● **EXERCISE DETAILS**: Each line of the material below should be reproduced exactly.

═══ MATERIAL

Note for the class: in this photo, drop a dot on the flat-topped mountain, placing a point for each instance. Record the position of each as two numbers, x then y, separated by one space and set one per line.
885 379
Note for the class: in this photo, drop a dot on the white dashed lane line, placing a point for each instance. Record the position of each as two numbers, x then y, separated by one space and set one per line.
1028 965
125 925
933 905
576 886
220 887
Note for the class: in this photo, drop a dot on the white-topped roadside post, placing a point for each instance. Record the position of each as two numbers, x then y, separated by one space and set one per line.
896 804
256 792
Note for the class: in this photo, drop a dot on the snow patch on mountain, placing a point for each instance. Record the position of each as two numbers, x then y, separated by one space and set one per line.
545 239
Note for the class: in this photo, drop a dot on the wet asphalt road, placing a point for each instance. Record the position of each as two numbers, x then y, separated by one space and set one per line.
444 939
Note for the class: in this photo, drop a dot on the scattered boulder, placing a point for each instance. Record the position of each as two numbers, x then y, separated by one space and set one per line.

══════

● **TASK OUTPUT**:
Note for the class: in this photo, drop a dot on the flat-topped mountain, placing a point for each instance. Record the position of each as two numbers, x then y, separated by one space and set one per line.
885 379
Note for the class: in this photo, drop a dot on the white dashed lane line, placing a point for each instance. Record the position of each as two numbers, x then y, separated by one space and set one per line.
1028 965
125 925
933 905
576 886
220 887
Note for the class: in this photo, drop a dot on the white-topped roadside post, placing a point for each instance. Record the position of each as two numbers, x then y, separated by one space and set one per line.
896 804
256 792
Note for the class: in this photo, drop a dot on the snow patch on mountain, placing a point for each instance. Record the position of each as two numbers, x then y, separated by one space and set one per line.
545 239
Note for the class: in this photo, drop a dot on the wet asphalt road, placing a point for each instance. Record the position of each as two numbers, x then y, separated by one space and set one per line.
444 939
Note for the class: in this photo, drop a dot on the scattered boulder, placing a point for each instance. Record the position of each as two numbers, x then y, separated by one space and set one per line.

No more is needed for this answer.